* _Work to be completed_:
Only the lines from the one containing "For the audit, pick out each instance of the evergreen" to the end of the entries should be written out, each exactly as it stands, both ends included.

(Point labeling examples)

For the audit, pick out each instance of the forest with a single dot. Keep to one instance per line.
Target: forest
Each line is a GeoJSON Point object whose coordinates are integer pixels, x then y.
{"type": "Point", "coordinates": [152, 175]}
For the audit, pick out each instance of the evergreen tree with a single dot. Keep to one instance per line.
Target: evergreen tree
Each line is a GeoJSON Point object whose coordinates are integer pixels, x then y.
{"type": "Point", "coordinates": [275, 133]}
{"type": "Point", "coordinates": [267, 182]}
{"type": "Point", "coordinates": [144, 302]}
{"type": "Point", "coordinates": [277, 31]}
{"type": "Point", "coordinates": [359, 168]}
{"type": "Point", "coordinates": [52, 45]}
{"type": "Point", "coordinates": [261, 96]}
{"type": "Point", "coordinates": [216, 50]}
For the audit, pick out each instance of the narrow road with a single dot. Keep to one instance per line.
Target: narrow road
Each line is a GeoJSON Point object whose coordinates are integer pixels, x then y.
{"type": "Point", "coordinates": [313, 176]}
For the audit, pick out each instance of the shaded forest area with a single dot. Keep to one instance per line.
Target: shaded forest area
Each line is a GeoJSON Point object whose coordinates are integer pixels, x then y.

* _The completed task_:
For the audit, pick out each instance of the evergreen tree with a single dot. Keep to one instance per line.
Target: evergreen tree
Each line is a GeoJSON Point object whose coordinates are integer pixels, x then y.
{"type": "Point", "coordinates": [275, 133]}
{"type": "Point", "coordinates": [267, 182]}
{"type": "Point", "coordinates": [144, 302]}
{"type": "Point", "coordinates": [277, 31]}
{"type": "Point", "coordinates": [359, 168]}
{"type": "Point", "coordinates": [52, 45]}
{"type": "Point", "coordinates": [261, 96]}
{"type": "Point", "coordinates": [216, 50]}
For the audit, pick out each instance of the narrow road with a single dot. Keep to one instance per line.
Target: narrow road
Each line is a GeoJSON Point object whose coordinates are integer pixels, x then y.
{"type": "Point", "coordinates": [313, 176]}
For the audit, pick out each instance of the shaded forest area with a single dot. Keep to one instance per line.
Target: shaded forest area
Each line is a GeoJSON Point object whose coordinates are integer pixels, x then y.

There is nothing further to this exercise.